▶ _Task inputs_:

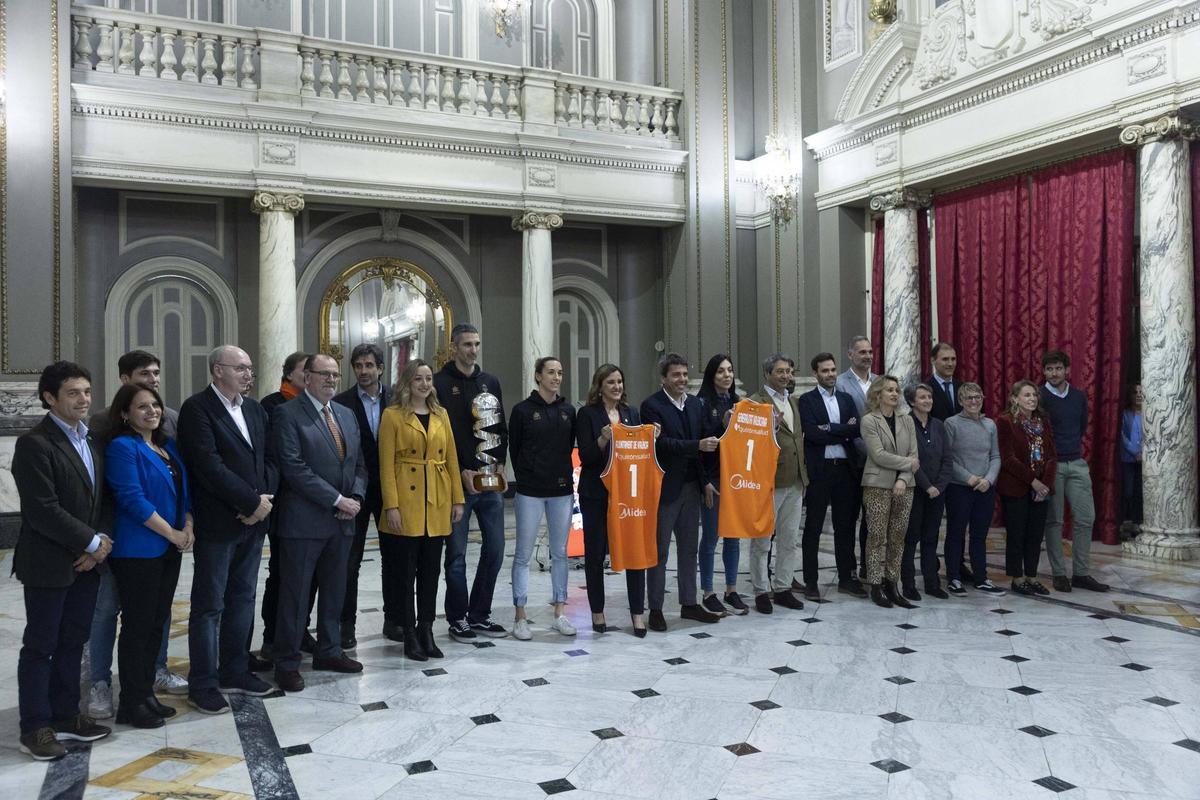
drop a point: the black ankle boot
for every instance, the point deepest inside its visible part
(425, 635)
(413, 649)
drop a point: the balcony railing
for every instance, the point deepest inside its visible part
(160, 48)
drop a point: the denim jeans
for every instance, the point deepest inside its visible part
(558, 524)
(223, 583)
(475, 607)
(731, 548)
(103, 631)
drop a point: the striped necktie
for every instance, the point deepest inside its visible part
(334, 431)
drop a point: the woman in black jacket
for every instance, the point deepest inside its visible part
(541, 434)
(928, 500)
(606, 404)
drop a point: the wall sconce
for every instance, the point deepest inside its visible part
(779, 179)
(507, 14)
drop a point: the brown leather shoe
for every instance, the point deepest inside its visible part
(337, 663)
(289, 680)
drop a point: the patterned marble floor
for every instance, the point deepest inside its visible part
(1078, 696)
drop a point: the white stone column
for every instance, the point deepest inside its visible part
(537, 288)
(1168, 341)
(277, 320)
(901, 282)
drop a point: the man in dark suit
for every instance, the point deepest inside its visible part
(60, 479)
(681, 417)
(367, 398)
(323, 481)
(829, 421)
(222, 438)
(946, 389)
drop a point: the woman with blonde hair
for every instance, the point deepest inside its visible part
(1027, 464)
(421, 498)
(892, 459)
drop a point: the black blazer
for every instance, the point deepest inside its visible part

▶ _Work to do_: Edit all the items above by replacing every "drop a point" with "mark a spot" and keeping everything else the same. Leave the pictures out of your answer.

▶ _Result of the exercise_:
mark a spot: the black ankle boot
for every instance, the point deepest inside its visible part
(425, 635)
(413, 649)
mark a spot: the balcony railing
for every instance, the point deepest inside its visible part
(160, 48)
mark a spot: the denim jeans
for every instance, the point deepest inside its visible part
(558, 524)
(223, 583)
(475, 607)
(731, 548)
(103, 631)
mark a spot: the striped necktie
for every instance, the point deepest inside its visible part
(334, 431)
mark a spot: the woman in black jacket
for every instance, the point deepest inside its visible part
(541, 434)
(928, 500)
(606, 404)
mark a spot: the wall sconce
for every instance, the point deepest inside its visible part
(779, 179)
(507, 14)
mark a spot: the brown leather shoe
for every instance, the point deepest inside its visible part
(337, 663)
(289, 680)
mark a spot: the patterned marble floor
for every instance, the point deepest inside its visible part
(1078, 696)
mark a spot: the white stone column
for every instance, the point deepest inside its visible part
(537, 288)
(1168, 341)
(277, 320)
(901, 282)
mark a spot: the man in dark suit
for every instance, the point deepest inside its visible part
(60, 479)
(681, 417)
(367, 398)
(323, 481)
(829, 421)
(222, 438)
(946, 389)
mark a spot: the woman with blonde hair
for every instance, the point deepest inside its visible part
(1027, 464)
(421, 498)
(892, 459)
mark a spot: the black blazer
for every instance, the point deepest inside its visible part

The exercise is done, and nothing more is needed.